## Source data
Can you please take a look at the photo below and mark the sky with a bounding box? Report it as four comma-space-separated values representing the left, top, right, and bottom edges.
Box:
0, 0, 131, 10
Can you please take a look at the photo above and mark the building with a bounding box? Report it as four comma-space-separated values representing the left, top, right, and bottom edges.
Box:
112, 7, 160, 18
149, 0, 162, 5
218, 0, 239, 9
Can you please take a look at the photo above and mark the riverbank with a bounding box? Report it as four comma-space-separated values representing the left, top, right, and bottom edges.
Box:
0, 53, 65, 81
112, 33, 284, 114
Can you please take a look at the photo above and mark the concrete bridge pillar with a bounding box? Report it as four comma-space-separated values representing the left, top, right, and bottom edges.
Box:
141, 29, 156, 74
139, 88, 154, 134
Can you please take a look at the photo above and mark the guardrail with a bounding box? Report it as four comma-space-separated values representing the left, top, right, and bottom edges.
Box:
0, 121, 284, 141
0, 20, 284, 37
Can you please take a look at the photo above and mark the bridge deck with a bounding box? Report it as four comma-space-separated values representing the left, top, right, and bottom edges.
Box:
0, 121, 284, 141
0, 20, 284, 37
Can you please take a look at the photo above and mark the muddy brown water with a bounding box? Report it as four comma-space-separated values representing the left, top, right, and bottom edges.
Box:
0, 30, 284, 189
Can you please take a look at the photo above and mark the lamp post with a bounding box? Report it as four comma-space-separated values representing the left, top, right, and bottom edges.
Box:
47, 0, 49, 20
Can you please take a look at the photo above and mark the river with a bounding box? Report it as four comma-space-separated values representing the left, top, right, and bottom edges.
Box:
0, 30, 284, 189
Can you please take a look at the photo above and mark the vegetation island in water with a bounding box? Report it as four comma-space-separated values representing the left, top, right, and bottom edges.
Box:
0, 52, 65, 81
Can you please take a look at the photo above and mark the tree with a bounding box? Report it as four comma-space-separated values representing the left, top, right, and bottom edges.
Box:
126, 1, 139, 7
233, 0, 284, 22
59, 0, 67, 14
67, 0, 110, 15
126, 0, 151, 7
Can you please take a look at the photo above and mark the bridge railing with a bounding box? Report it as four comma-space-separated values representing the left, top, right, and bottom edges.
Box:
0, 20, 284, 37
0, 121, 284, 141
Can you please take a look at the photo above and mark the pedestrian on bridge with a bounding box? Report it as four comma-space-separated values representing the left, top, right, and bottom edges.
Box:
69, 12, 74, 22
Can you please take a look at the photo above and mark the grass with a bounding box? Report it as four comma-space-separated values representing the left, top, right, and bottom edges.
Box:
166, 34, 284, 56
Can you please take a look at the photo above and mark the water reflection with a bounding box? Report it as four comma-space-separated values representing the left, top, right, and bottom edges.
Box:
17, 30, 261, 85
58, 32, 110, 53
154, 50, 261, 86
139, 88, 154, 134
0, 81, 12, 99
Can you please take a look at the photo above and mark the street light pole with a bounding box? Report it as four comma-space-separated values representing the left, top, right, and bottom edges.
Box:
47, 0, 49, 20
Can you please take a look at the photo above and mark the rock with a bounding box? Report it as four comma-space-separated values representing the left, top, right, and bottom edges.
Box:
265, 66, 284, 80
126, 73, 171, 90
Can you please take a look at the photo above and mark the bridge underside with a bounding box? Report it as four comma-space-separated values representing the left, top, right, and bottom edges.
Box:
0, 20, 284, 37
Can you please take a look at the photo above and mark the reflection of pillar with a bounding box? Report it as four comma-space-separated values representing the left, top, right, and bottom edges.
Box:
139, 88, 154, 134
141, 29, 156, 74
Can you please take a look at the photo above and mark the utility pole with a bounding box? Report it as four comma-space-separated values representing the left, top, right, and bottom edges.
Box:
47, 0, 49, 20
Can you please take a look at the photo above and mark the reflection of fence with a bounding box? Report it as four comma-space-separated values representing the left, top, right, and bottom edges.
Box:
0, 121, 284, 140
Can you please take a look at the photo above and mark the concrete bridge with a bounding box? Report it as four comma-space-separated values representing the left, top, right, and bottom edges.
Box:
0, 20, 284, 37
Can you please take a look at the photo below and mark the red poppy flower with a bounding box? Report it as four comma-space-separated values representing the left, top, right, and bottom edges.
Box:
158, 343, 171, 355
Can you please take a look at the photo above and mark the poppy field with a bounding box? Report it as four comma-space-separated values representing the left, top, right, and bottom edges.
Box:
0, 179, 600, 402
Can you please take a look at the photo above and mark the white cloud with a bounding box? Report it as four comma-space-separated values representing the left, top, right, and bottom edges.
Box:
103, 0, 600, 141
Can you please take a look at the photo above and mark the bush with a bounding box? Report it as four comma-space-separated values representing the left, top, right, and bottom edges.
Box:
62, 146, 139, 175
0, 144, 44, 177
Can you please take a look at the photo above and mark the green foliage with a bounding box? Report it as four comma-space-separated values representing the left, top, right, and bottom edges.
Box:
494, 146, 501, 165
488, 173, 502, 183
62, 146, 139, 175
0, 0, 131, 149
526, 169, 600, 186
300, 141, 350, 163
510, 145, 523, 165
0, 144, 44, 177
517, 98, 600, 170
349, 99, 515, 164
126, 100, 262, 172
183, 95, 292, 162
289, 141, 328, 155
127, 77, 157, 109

* * *

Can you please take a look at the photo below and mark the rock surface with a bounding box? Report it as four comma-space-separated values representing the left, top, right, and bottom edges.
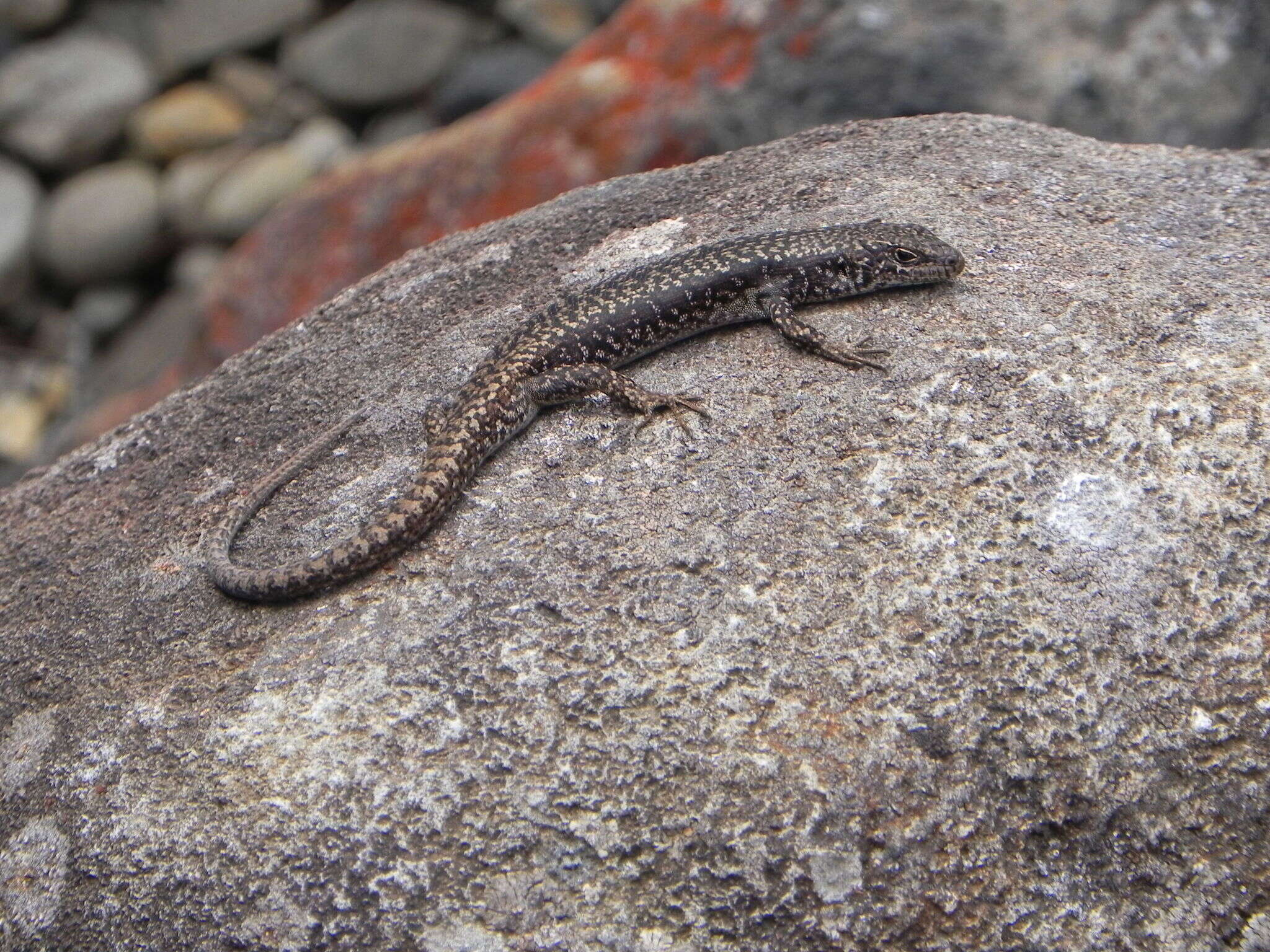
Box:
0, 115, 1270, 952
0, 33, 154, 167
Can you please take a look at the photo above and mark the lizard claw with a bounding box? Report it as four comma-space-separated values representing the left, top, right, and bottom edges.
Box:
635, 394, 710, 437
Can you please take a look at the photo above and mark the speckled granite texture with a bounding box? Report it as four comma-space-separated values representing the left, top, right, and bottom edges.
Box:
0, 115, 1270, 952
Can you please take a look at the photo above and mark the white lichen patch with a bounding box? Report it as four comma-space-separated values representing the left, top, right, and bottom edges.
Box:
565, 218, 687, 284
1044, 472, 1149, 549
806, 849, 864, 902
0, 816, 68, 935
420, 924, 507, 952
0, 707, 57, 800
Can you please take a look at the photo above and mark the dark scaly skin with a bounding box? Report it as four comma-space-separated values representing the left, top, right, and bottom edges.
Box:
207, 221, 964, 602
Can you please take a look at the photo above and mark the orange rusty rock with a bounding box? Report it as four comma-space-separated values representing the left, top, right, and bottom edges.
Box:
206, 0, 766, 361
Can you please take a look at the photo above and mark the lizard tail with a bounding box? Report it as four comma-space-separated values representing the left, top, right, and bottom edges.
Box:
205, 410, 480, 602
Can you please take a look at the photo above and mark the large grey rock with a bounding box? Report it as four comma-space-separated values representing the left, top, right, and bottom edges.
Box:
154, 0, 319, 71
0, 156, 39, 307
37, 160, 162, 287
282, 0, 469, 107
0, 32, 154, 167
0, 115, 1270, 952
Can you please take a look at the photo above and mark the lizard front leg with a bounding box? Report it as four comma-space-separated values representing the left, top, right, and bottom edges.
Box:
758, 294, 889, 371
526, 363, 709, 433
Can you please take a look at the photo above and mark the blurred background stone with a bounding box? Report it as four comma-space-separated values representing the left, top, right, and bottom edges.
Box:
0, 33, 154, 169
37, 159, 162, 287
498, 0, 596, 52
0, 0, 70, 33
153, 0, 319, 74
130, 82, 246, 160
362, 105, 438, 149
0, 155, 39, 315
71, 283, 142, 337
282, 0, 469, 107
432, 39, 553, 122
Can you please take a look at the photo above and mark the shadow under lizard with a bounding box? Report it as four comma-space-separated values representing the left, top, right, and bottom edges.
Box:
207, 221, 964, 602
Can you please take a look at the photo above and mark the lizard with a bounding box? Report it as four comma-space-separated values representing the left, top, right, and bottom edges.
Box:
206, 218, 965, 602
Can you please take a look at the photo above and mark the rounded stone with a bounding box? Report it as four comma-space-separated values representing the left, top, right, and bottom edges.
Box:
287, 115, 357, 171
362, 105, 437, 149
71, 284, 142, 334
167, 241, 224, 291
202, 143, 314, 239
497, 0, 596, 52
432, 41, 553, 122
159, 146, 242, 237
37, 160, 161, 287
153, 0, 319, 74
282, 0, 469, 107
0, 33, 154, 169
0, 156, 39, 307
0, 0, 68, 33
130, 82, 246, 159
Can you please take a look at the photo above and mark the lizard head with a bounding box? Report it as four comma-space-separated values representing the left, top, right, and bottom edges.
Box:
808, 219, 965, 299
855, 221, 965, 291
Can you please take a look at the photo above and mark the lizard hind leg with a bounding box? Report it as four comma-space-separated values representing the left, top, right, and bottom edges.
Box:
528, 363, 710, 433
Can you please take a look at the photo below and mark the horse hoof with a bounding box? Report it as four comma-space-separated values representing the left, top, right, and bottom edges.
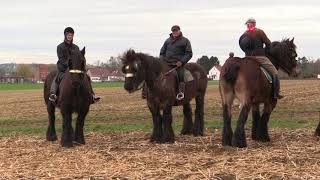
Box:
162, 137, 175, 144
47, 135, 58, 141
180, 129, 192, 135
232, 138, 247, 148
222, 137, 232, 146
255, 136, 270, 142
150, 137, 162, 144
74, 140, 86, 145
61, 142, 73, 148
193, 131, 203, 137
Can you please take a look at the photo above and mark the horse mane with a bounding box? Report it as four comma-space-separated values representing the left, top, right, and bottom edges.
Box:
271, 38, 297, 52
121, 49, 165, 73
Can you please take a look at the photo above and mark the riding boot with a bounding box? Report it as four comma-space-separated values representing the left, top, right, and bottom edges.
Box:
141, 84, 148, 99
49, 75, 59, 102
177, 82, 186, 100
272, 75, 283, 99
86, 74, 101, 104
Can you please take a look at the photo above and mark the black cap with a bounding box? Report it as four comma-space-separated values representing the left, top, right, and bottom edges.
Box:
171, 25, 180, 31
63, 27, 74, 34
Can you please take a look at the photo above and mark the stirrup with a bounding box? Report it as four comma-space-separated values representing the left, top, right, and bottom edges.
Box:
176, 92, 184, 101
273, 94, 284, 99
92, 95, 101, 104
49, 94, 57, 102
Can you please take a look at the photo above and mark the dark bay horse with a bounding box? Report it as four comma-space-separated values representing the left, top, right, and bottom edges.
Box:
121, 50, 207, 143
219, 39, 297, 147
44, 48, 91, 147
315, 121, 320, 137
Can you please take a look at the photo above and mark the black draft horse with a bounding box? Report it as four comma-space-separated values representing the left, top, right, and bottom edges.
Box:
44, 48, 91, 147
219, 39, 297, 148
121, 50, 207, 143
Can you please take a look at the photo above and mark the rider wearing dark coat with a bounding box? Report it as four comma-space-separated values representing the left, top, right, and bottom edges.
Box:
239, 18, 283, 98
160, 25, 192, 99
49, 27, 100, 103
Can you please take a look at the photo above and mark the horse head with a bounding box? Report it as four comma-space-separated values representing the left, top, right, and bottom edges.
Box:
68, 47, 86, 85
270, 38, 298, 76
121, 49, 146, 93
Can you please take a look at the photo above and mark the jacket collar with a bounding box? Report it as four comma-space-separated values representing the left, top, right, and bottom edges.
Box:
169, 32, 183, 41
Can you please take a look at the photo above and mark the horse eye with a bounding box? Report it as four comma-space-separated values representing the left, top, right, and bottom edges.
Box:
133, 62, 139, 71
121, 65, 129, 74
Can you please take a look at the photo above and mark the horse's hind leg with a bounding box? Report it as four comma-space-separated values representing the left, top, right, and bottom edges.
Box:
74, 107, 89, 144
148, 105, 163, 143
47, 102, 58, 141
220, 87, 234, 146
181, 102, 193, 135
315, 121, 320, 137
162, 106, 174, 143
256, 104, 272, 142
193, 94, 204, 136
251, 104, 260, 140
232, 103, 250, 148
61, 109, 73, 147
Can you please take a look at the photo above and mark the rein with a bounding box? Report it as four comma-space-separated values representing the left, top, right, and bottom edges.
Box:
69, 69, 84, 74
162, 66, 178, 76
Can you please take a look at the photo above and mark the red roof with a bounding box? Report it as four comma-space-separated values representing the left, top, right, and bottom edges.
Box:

--

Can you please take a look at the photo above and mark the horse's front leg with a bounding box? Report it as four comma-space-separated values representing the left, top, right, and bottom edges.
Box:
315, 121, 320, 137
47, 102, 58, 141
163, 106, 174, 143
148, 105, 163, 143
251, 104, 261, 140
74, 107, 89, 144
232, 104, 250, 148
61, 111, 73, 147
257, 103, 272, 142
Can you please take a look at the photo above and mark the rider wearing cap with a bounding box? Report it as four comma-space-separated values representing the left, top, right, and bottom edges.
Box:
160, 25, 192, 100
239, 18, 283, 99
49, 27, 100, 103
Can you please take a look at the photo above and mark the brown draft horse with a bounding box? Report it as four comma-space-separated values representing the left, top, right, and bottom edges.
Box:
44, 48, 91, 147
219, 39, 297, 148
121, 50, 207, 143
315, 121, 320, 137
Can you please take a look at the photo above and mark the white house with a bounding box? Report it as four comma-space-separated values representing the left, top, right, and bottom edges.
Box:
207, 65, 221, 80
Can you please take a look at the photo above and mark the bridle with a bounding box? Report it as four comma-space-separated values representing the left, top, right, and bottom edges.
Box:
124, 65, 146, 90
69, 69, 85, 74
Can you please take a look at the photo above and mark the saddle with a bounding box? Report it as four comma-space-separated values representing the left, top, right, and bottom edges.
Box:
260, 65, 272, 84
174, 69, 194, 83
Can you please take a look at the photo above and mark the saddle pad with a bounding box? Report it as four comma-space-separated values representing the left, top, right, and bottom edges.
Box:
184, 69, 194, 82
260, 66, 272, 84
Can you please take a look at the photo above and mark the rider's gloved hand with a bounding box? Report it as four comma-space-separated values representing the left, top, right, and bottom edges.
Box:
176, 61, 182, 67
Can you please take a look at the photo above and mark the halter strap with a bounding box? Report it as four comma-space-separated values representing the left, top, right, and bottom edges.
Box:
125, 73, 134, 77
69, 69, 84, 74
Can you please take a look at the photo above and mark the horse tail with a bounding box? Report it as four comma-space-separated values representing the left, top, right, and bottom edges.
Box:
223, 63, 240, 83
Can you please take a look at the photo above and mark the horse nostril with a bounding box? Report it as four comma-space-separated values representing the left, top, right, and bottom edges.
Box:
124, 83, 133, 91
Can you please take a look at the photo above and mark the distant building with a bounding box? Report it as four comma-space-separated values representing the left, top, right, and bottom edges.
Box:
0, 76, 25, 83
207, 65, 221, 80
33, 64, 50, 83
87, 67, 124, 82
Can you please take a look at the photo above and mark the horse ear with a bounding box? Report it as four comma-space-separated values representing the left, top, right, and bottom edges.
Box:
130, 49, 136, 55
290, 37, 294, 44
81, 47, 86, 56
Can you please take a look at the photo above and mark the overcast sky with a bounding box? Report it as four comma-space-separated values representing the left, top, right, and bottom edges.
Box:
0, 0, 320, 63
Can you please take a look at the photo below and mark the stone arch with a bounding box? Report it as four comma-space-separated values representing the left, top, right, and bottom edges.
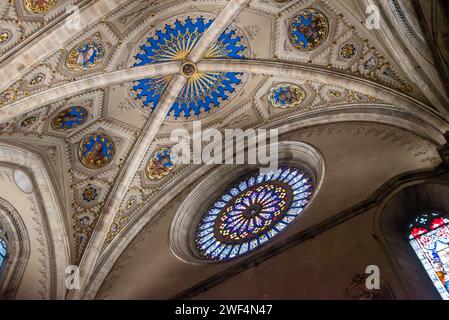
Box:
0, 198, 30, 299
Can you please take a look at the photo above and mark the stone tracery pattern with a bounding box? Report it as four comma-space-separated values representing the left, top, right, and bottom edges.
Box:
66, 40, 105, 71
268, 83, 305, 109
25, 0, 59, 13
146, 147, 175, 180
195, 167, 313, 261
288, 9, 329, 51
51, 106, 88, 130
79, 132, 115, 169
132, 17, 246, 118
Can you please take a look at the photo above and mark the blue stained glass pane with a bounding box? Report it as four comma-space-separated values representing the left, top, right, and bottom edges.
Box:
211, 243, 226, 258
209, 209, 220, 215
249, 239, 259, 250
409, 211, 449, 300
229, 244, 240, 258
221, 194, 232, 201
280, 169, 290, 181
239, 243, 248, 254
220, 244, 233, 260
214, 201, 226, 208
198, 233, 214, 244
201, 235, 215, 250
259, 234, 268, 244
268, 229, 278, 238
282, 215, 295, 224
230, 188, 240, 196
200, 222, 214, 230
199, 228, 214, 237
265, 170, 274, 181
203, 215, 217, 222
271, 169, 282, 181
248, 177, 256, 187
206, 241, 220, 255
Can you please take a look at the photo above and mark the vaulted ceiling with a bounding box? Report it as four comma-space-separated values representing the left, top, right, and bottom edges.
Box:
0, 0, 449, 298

## Do this
Duplicate the lines of the records above without any change, beginning at the line that has "mark the green" and stopping after the line that has "127, 77, 157, 109". Include both of those lines.

## Answer to the problem
Can you please take a look at the photo above and mark the green foliage with a bounding box? Report it as four comma-space-separated values representing the left, top, right, and bottom edges.
Box:
494, 146, 501, 165
488, 173, 502, 183
62, 146, 139, 175
0, 0, 131, 149
526, 169, 600, 186
300, 141, 350, 163
510, 145, 523, 165
0, 144, 44, 177
517, 98, 600, 170
349, 99, 515, 164
126, 100, 262, 172
183, 95, 292, 162
289, 141, 328, 155
127, 77, 157, 109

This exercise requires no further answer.